KUTIPAN TEKS ▸
§

Didalamnya terdapat pernyataan yang mewajibkan kita sebagai warga negara untuk mengurangi sampah didukung dengan peraturan daerah yang berlaku. Selayaknya kita mematuhi regulasi tersebut salah satunya dengan membiasakan ‘makan bijak’ untuk mengurangi sampah makanan.

Besar harapan kita agar Indonesia menjadi negara yang masyarakatnya bijak dan menghargai nilai dari makanan. Peringkat kedua di dunia bukanlah suatu kebanggaan, namun hal ini bisa menjadi sebuah refleksi atau renungan bagi kita untuk bersama-sama memerangi masalah sampah makanan.

Komunitas Surplus Untuk Mengatasi Masalah Sampah Makanan

Untuk berkontribusi mewujudkan zero food waste bersama-sama, saat ini terdapat banyak komunitas yang bergerak untuk memberikan informasi dan edukasi mengenai gerakan zero food waste, salah satunya adalah Komunitas Surplus.

§

SEGMEN DATA ▸

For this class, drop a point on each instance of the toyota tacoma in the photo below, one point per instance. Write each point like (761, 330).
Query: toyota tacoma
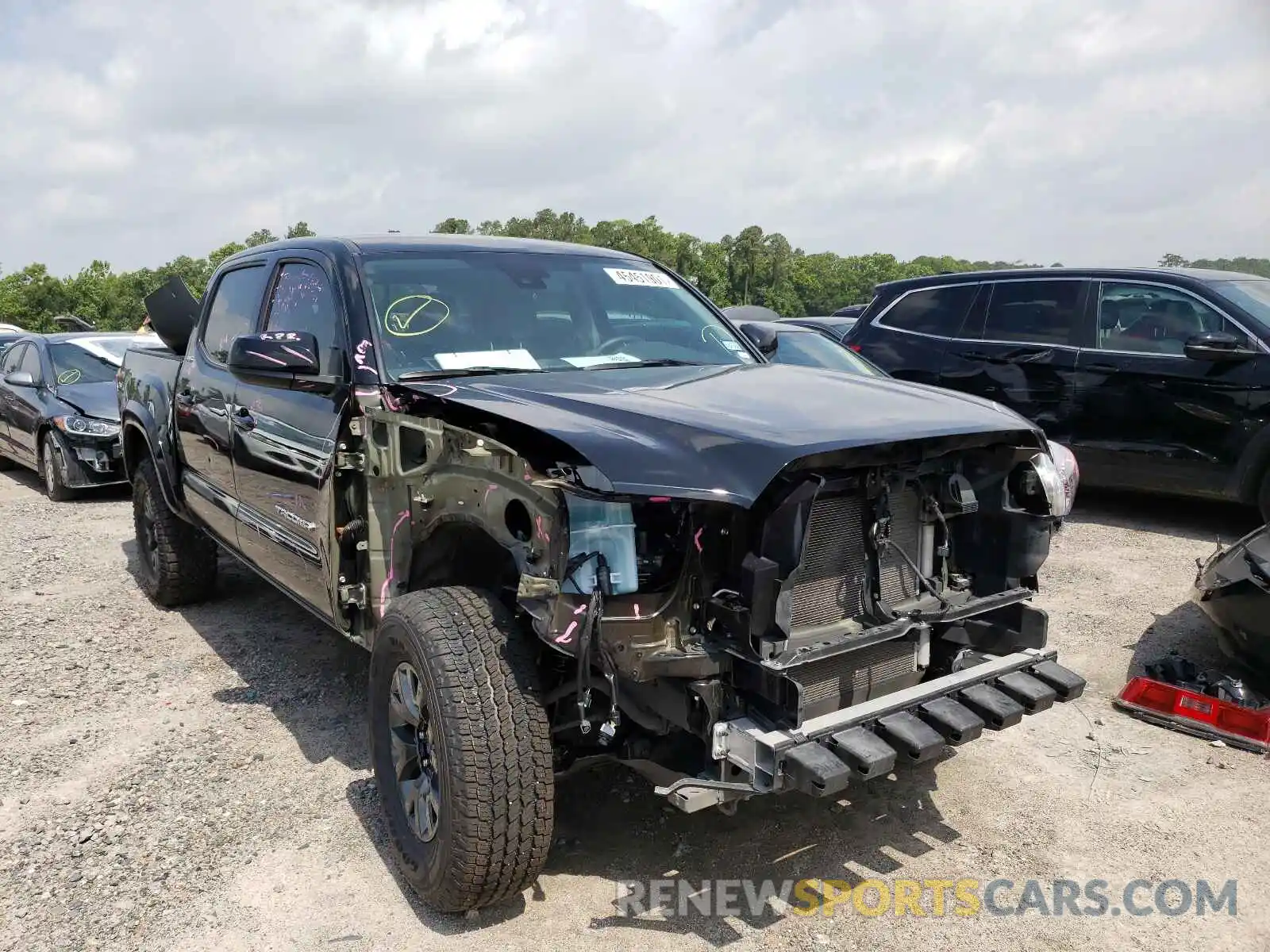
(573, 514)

§

SOAL TUGAS 1 ▸
Dalam kutipan tentang sampah makanan, komunitas apa yang disebut sebagai salah satu komunitas yang memberikan informasi dan edukasi mengenai gerakan zero food waste?
SOAL TUGAS 2 ▸
Tuliskan setiap kata berbahasa Inggris yang terdapat dalam kutipan tentang sampah makanan, masing-masing satu kali.

JAWABAN YANG DIHARAPKAN 1 ▸
Komunitas Surplus.

JAWABAN YANG DIHARAPKAN 2 ▸
zero, food, waste